M&Aでの銀行の役割とは?相談先として利用する際の注意点

M&Aにおいて、資金を調達したりプロのアドバイスを貰ったりなど、銀行の力を借りている企業は少なくありません。この記事では、M&Aについて銀行に相談をする際の注意点について解説します。銀行業界のM&A動向についても解説するため、M&Aにおける銀行の役割を理解する際の参考にしてください。

M&Aと銀行の関係

M&Aを実行するにあたって、銀行と企業はどのような関係性にあるのでしょうか。詳しく解説します。

買収資金の調達先として

M&Aにおいて、譲受側企業は、譲渡側企業に対して対価を支払う必要があります。資金は自己資金や株式の発行などで調達することもありますが、高額になると、銀行から融資をしてもらうケースもあります。なおこの際銀行側は、融資した資金を回収できるかどうかを判断するために、譲受側企業と譲渡側企業、それぞれの財務状況や事業計画などを詳しく調査します。

譲渡・譲受の相談先として

銀行はM&Aに関する専門的な知識や経験を持っているため、M&Aを検討する企業(譲渡側・譲受側)からの相談を受けたりアドバイスをしたりといった、助言業務を提供することもあります。銀行はM&Aの専門部署を持っていることも多く、専門的な観点から発言ができるのが特徴です。

● ● ● ● ●

必要な作業
1. M&Aと銀行の関係を扱ったページについて、次の問いに答えよ。
(a) 買収資金の調達方法として、銀行からの融資のほかに挙げられているものは何か。
(b) 融資をする際、銀行が詳しく調べるものは何か。
(c) M&Aを検討する企業からの相談を受けたり助言をしたりする銀行の業務は、何と呼ばれているか。
2. M&Aにおける銀行の役割を説明した記事の続きを、最後の文の後から書き継げ。

表示情報
● ● ● ● ●

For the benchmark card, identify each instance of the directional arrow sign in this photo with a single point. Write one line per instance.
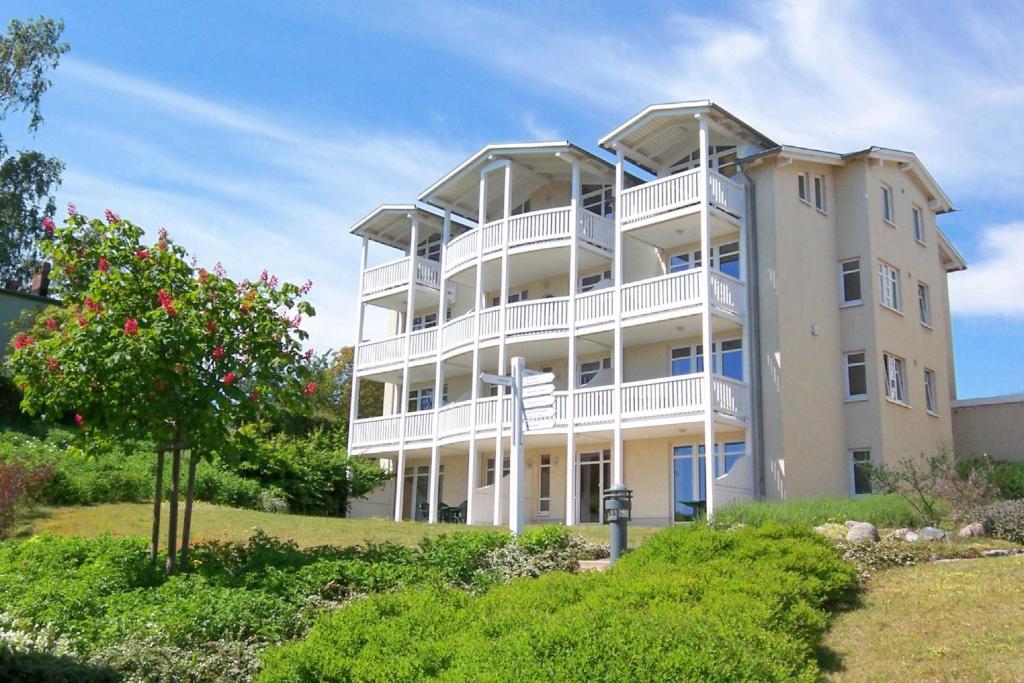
(538, 401)
(538, 390)
(539, 378)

● ● ● ● ●

課題別の結果
1.
(a) 自己資金と株式の発行である。
(b) 譲受側企業と譲渡側企業それぞれの財務状況や事業計画などである。
(c) 助言業務と呼ばれている。

2.
買収資金の調達先としての銀行

M&Aで資金調達をする際、銀行はどのような役割を果たすのでしょうか。2つの役割のうち、まずは資金調達について解説します。

銀行は資金の融資を行う

銀行が譲受側企業に対して融資を実行するかどうかは、審査をもとにして決定されます。銀行をはじめとする金融機関の主な収益源は、融資にともなって発生する利息です。このため銀行は、長期間融資を実施しても返済が滞ることがなく、安定して収益が得られるかどうかを調査しなければなりません。

譲受側の企業には、安定した財務状況や、無理のない事業計画などの、高い信用力が求められるといえるでしょう。

買収後の見通しと合理性が重要

銀行が融資をする際は、買収後における経営の見通しや、買収の合理性が重視されます。譲受側が融資を受ける際は、なぜM&Aを実施したいのか、そしてM&A後、金融機関への返済を滞りなく続けられるかどうか、よく検討しておきましょう。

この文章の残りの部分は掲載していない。